Top of Dataset extract

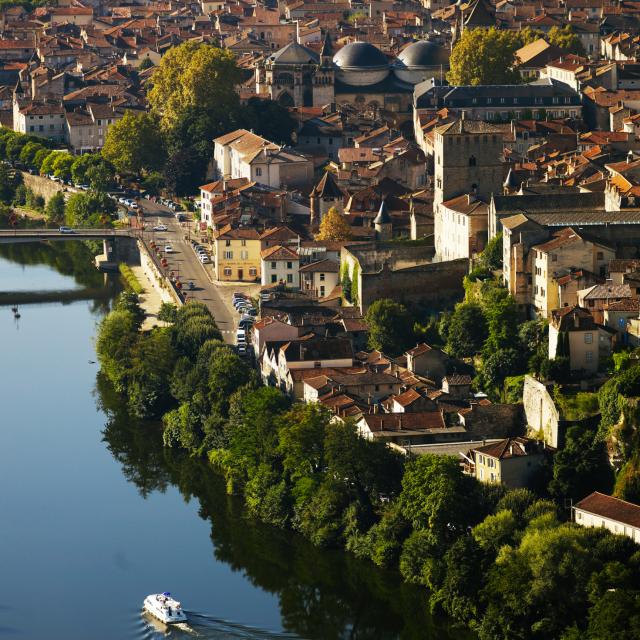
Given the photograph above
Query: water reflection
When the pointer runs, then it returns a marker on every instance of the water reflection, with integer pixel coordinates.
(322, 594)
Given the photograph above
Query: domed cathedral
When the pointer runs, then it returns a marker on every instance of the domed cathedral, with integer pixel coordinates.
(296, 76)
(359, 75)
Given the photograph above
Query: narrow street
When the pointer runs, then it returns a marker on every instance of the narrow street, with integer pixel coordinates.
(186, 264)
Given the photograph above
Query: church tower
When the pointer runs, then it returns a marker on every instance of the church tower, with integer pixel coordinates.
(382, 223)
(324, 77)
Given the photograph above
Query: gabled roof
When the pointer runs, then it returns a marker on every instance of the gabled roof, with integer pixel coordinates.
(294, 53)
(328, 188)
(512, 448)
(279, 253)
(613, 508)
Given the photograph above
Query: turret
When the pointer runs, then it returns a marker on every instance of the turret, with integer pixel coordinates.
(382, 223)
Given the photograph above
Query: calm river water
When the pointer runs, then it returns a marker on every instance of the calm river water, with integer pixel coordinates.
(95, 514)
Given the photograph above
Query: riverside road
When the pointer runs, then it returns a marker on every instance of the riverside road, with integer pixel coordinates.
(184, 262)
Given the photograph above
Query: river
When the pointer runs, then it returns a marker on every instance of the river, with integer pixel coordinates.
(95, 513)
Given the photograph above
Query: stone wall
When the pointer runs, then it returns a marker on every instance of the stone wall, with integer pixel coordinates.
(541, 412)
(430, 284)
(159, 282)
(43, 186)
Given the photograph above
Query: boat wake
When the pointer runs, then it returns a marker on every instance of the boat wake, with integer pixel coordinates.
(206, 627)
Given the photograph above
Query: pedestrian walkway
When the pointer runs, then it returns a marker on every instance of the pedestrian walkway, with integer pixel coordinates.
(150, 300)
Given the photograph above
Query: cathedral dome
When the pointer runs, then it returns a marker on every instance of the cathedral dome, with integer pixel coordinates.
(360, 63)
(418, 59)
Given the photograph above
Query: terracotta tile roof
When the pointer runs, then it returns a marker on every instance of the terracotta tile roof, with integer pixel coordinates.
(458, 379)
(399, 422)
(512, 448)
(279, 253)
(419, 349)
(605, 506)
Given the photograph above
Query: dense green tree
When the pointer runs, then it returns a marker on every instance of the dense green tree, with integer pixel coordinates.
(62, 164)
(117, 337)
(334, 227)
(29, 151)
(466, 331)
(484, 56)
(198, 75)
(153, 360)
(301, 440)
(565, 38)
(55, 208)
(89, 209)
(581, 466)
(184, 172)
(268, 119)
(134, 144)
(465, 564)
(436, 495)
(390, 326)
(9, 181)
(46, 166)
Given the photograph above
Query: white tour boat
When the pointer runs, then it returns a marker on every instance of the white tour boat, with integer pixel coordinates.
(165, 608)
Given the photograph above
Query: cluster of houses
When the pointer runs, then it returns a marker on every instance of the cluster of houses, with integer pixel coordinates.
(423, 175)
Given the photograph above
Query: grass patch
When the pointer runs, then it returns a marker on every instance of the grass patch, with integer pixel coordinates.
(130, 279)
(576, 406)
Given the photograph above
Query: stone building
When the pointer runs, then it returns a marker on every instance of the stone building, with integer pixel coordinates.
(359, 74)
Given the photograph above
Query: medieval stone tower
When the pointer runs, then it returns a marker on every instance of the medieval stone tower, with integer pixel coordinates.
(468, 159)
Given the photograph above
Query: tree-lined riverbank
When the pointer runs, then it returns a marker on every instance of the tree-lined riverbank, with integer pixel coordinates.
(495, 560)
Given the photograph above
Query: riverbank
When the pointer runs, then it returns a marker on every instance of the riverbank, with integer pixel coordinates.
(94, 492)
(471, 545)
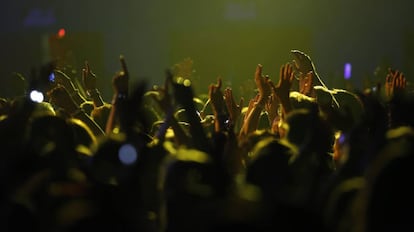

Bottom of Dataset extract

The reply should consist solely of the lines above from the one that has "gabled roof, with integer pixel coordinates." through the one that has "Query: calm river water", reproduced exactly.

When the pointer runs, then it returns a marker on every instance of the gabled roof, with integer pixel coordinates.
(294, 53)
(328, 188)
(512, 448)
(279, 253)
(613, 508)
Given the photograph above
Query: turret
When the pointer runs, then it returns a marker on every instance of the turret, with integer pixel coordinates.
(382, 223)
Given the photograph above
Query: calm river water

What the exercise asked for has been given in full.